Task instructions:
1 – According to the interview with Lavinia Filippi, what was the most recent exhibition she curated, and where was it held?
2 – List every interest that the interview with Lavinia Filippi attributes to her father's side of the family.

Italian art historian and curator, Lavinia Filippi draws parallels between Italian and Pakistani art and her time in Pakistan

“Something important is happening here”

Ever since her arrival in Lahore almost three years ago, Italian art historian and curator, Lavinia Filippi, has been in close contact with contemporary artists of Pakistan. She has written on art practices and exhibitions in various international and Pakistani publications, including Flash Art and ArtNow Pakistan. She has also curated exhibitions that highlighted different aspects of Pakistani art — the most recent being I.D., held at the Islamabad Literary Festival 2014 — and conducted a workshop on Art Povera in the Department of Fine Arts at the National College of Arts in Lahore.

Filippi was associated with the Castello di Rivoli, Museum of Contemporary Art in Turin, Italy.

She is currently co-curating a section on Pakistani art for an exhibition in Italy next month.

The News on Sunday (TNS): Please share your early experiences and exposures to the world of art.

Lavinia Filippi (LF): Art has always been a part of my life. My father’s side of the family has always been interested in archaeology, painting, writing and collecting, but with a rather conservative approach to culture. I am the first one in the family involved with contemporary art — and for this my family is suspicious!

Data:
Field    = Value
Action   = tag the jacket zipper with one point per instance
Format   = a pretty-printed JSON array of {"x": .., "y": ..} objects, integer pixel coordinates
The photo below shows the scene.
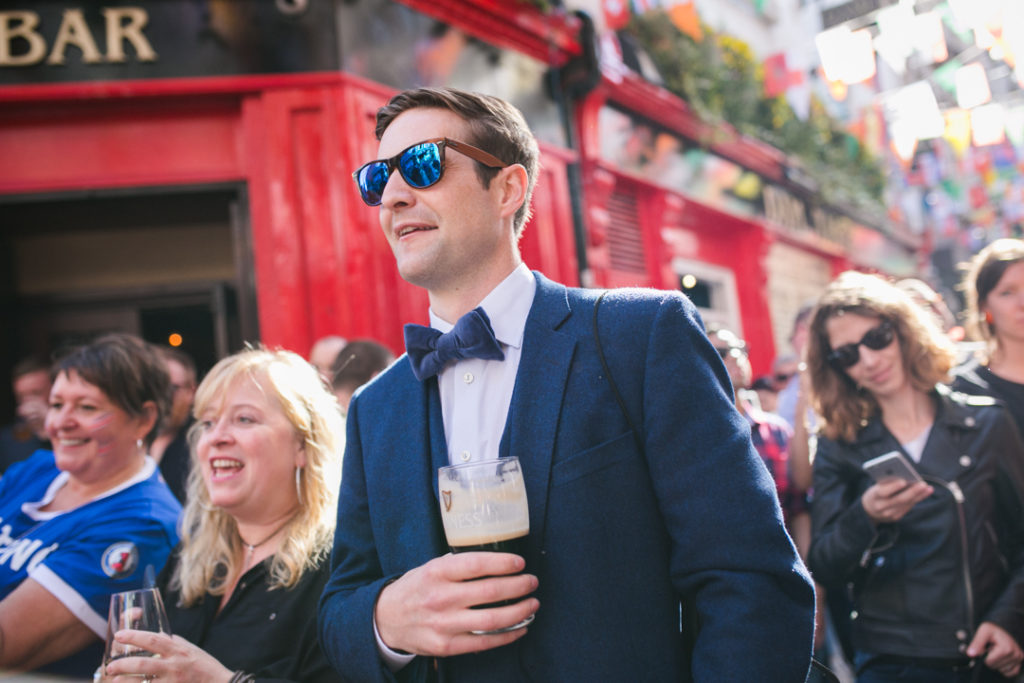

Task-by-task results:
1 – I.D., held at the Islamabad Literary Festival 2014.

2 – Archaeology, painting, writing, and collecting.